[EJERCICIO PLANTEADO 1] Transcribe del artículo "Momentos de prueba" el pasaje que comienza en las palabras "JULIO CAMBA" y termina después de "cuando lo tuviese.".
[EJERCICIO PLANTEADO 2]
Responde a estas preguntas sobre el artículo "Momentos de prueba":
(a) ¿Ante qué juzgado se presentó en apelación quien escribe?
(b) ¿Por qué artículo se halla detenido Apolo?
(c) ¿Con qué grito se cierra el artículo?

[TEXTO]

JULIO CAMBA
N.0 23, 26 de
mayo de 1904
Momentos de prueba
Son las tres de
la tarde: mayo, Madrid… El sol hierve en el espacio. Por las calles desiertas
algunos organillos lanzan sus notas duras, tenaces, imposibles…
Vengo del juzgado
de primera instancia del distrito del Hospicio. Ante este juzgado me presenté
en apelación de una sentencia que se me impuso en [ilegible]. El señor juez ha
tenido la amabilidad de confirmar la sentencia anterior, condenándome, además, al
pago de costas. Mañana pues, mañana o pasado, ingresaré en la Cárcel Modelo
porque, naturalmente, ni yo tengo dinero para satisfacer la multa a que se me
ha condenado, ni la satisfaría aun cuando lo tuviese.
Vengo, dije, del
juzgado. Al llegar a casa de Apolo, me entero de que Apolo se halla detenido
por su artículo titulado "Los Viajes del Señor". Apolo detenido y yo
en vísperas... "Decididamente -exclamo- nosotros somos terribles con la
pluma". Y como no hay tiempo que perder, como tal vez mañana ya no me
encuentre yo en libertad y Apolo no podrá subsanar mi ausencia, cojo unas
cuantas cuartillas, mojo la pluma y escribo. Así cuando yo sea encarcelado esta
noche, El Rebelde saldrá, que es lo importante...
Escribo aprisa,
febrilmente, contando los minutos que transcurren mientras voy llenando y
llenando cuartillas. Si este número sale un poco descuidado, que disculpen los
compañeros. Con un pie en la calle y otro en la cárcel, sin disponer del tiempo
necesario y con la precipitación que estas andanzas producen, no se pueden
hacer grandes cosas.
En este artículo,
solo me propongo dar la voz de alerta a los camaradas de provincias. Yo tuve la
humorada de decirle a Maura que debía matarnos, y Maura, por lo que se ve, ha
tomado en consideración mi consejo. Se trata, según todos los indicios, de
hundir El Rebelde y para ello, se nos mete en la cárcel casi a la vez, a Apolo
y a mí. Pero El Rebelde no morirá. Desde la cárcel, desde el presidio, desde
donde sea lo escribiremos. Creo que hasta desde la tumba seríamos capaces de
seguir nuestra obra...
Los momentos son
de prueba. Ahora es cuando la conciencia revolucionaria debe hallar una
manifestación positiva. Por nuestra parte estamos dispuestos a arrostrarlo
todo, que para eso hemos lanzado El Rebelde a la calle en circunstancias nada
propicias y hemos mantenido la entereza de su actitud cuando ello fue
necesario, sin callarnos como se callan los cobardes, como se han callado los
cobardes, ¡mil veces cobardes! en la hora más crítica para el Ideal… No, por
cierto. Nosotros no nos hemos callado, ni nos callamos, ni nos callaremos
nunca. Si por propagar la Anarquía -nuestra bien amada Anarquía-, se nos
encierra, nosotros gritamos con toda la fuerza de nuestros pulmones. ¡Viva la
Anarquía!

[REGISTROS MOSTRADOS]

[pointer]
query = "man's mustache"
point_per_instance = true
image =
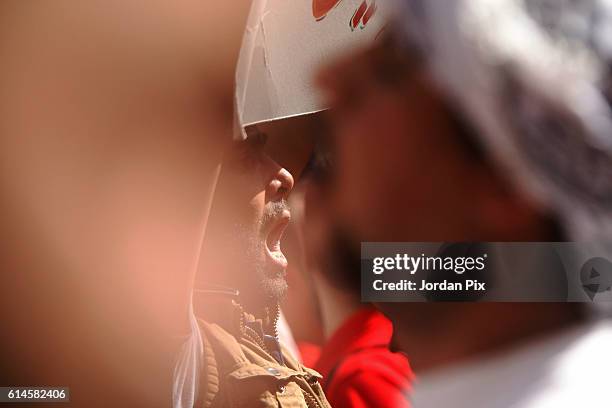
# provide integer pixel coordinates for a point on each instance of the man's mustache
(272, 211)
==
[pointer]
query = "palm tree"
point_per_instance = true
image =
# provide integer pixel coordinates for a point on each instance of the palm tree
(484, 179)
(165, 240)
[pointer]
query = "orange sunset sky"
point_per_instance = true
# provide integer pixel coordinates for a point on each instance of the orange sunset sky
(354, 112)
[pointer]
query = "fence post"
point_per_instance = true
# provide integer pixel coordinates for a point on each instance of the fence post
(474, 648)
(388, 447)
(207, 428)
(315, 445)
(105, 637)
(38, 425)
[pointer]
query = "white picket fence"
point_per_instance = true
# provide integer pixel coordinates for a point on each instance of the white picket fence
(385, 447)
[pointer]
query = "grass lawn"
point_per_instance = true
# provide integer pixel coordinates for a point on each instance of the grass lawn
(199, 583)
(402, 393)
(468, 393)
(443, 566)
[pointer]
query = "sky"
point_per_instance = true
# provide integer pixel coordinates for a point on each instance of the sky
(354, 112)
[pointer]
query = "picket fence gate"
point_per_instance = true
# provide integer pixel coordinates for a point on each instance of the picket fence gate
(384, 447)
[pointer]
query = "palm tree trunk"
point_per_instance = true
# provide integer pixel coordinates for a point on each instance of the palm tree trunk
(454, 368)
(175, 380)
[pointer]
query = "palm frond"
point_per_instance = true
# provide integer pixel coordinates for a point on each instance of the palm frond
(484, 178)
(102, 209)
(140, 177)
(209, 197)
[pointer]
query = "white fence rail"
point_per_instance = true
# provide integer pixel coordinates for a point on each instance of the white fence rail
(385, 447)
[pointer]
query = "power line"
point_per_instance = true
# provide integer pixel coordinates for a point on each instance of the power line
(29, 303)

[SOLUCIÓN 1]
JULIO CAMBA
N.0 23, 26 de
mayo de 1904
Momentos de prueba
Son las tres de
la tarde: mayo, Madrid… El sol hierve en el espacio. Por las calles desiertas
algunos organillos lanzan sus notas duras, tenaces, imposibles…
Vengo del juzgado
de primera instancia del distrito del Hospicio. Ante este juzgado me presenté
en apelación de una sentencia que se me impuso en [ilegible]. El señor juez ha
tenido la amabilidad de confirmar la sentencia anterior, condenándome, además, al
pago de costas. Mañana pues, mañana o pasado, ingresaré en la Cárcel Modelo
porque, naturalmente, ni yo tengo dinero para satisfacer la multa a que se me
ha condenado, ni la satisfaría aun cuando lo tuviese.

[SOLUCIÓN 2]
(a) Ante el juzgado de primera instancia del distrito del Hospicio.
(b) Por su artículo titulado "Los Viajes del Señor".
(c) ¡Viva la Anarquía!